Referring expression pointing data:

----

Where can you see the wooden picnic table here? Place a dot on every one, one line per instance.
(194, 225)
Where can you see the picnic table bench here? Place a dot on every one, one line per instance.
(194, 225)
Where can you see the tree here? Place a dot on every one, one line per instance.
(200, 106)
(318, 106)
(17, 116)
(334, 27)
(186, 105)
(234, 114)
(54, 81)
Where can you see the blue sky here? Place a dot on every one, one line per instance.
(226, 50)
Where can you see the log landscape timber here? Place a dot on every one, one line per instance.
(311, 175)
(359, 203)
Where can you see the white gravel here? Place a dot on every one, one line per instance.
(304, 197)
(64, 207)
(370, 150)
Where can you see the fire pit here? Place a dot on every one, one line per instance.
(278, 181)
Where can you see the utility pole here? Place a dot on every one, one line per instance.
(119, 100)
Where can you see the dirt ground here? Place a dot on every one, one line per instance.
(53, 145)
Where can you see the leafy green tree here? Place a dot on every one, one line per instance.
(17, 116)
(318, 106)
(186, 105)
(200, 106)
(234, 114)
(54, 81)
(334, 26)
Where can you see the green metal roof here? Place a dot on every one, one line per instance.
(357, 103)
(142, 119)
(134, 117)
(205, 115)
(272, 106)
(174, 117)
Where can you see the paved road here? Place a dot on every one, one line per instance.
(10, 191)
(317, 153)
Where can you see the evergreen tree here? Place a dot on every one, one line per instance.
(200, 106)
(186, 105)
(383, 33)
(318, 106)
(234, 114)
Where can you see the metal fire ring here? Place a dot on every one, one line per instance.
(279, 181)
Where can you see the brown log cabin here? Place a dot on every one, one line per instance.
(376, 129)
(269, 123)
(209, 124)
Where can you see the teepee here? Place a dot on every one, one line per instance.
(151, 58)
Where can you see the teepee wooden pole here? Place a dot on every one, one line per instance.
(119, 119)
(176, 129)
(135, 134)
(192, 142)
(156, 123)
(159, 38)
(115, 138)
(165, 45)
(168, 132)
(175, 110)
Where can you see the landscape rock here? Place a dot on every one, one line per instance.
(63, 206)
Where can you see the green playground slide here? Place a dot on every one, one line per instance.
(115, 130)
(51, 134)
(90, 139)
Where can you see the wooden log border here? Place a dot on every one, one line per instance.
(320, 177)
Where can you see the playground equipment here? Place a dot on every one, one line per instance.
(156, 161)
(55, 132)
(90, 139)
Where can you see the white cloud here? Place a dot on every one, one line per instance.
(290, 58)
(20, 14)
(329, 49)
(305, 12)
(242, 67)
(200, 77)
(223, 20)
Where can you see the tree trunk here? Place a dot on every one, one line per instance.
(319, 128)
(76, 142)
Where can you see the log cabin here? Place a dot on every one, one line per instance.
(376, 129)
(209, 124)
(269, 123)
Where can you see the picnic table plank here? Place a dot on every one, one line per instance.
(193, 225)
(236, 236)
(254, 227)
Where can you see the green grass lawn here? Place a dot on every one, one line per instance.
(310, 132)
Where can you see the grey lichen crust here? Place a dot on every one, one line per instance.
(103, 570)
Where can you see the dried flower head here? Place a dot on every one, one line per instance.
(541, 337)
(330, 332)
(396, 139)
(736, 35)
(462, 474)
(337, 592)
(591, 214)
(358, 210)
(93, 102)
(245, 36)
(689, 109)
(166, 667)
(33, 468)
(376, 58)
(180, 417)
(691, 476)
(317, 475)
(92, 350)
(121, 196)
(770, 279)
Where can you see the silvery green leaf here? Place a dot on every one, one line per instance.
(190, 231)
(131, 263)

----

REQUIREMENT: Return every record above exactly as it appears.

ANSWER FOR THIS EXERCISE:
Where can you see the wooden picnic table here? Place a dot on every one, one line per instance.
(194, 225)
Where can you see the picnic table bench here? Place a dot on every one, one line per instance.
(194, 225)
Where can you see the tree here? Place a dot on every one, one line per instance.
(200, 106)
(318, 106)
(17, 116)
(334, 27)
(186, 105)
(234, 114)
(54, 81)
Where can you see the blue sky here? Place a dot on every one, one line per instance.
(226, 50)
Where can you see the log landscape timber here? Place a dot on every one, one line per instance.
(311, 175)
(359, 203)
Where can you see the white gravel here? Place a dot on every one, one line per instance.
(304, 197)
(64, 207)
(370, 150)
Where can you see the fire pit here? Place a dot on every one, one line per instance.
(278, 181)
Where can you see the utility pole here? Place a dot on every one, one line per instance.
(119, 100)
Where can you see the dirt ground here? Place a dot on every one, one line per instance.
(53, 145)
Where can you see the leafy green tree here? Place a dot on every one, one line per instance.
(17, 116)
(318, 106)
(186, 105)
(200, 106)
(234, 114)
(54, 81)
(334, 26)
Where can you see the green metal roof here? Place a dot on every one, one line per instance.
(357, 103)
(142, 119)
(134, 117)
(205, 115)
(272, 106)
(174, 117)
Where can you see the paved road here? Place a dot on every one, one line per instance.
(10, 191)
(317, 153)
Where can you see the evergreen tree here? Place a dot on every one, one line per instance.
(200, 106)
(186, 105)
(383, 33)
(318, 106)
(234, 114)
Where can you see the metal fire ring here? Place a dot on every one, one line per instance.
(279, 181)
Where can you see the brown log cabin here? Place a dot on every one, one line per instance.
(376, 129)
(269, 123)
(209, 124)
Where can you see the teepee here? Place a dot on every one, one line per instance.
(151, 58)
Where can you see the teepee wooden pole here? Place a dot on every one, one line per instance.
(119, 119)
(176, 129)
(135, 134)
(192, 142)
(156, 123)
(159, 38)
(115, 138)
(165, 45)
(168, 132)
(175, 110)
Where can you see the landscape rock here? Place a dot on every one, one line per instance.
(63, 206)
Where can you see the green playground slide here? Place a dot on every one, one line per instance.
(115, 130)
(51, 134)
(90, 139)
Where can you see the wooden log border here? Place a dot on every one, one line per instance.
(320, 177)
Where can you see the playground equipment here? Place a dot on every one, one line per instance.
(156, 161)
(55, 132)
(90, 139)
Where can you see the white cloud here? Place a dot on every one, one line per instance.
(290, 58)
(20, 14)
(329, 49)
(305, 12)
(242, 67)
(200, 77)
(223, 20)
Where can you see the tree trunk here? Place a dot on every one, one line per instance.
(319, 128)
(76, 142)
Where can you see the log cabin here? Place a dot on every one, one line per instance.
(376, 129)
(209, 124)
(269, 123)
Where can you see the picnic table plank here? Place a dot on every one, one line per instance.
(193, 225)
(236, 236)
(254, 227)
Where can you see the green grass lawn here? Place a dot on every one, one line per instance.
(310, 132)
Where can you see the grey lichen crust here? Place a dot on every one, one line per instance.
(103, 570)
Where can you see the dried flower head here? Place a dot on every one, one line per instance.
(541, 337)
(330, 332)
(396, 139)
(736, 35)
(462, 474)
(337, 592)
(591, 214)
(358, 210)
(93, 102)
(245, 36)
(689, 109)
(166, 667)
(33, 468)
(376, 58)
(180, 417)
(691, 476)
(317, 475)
(92, 350)
(121, 196)
(770, 279)
Where can you see the silvery green leaf here? Place a dot on every one, one line per instance.
(190, 231)
(131, 263)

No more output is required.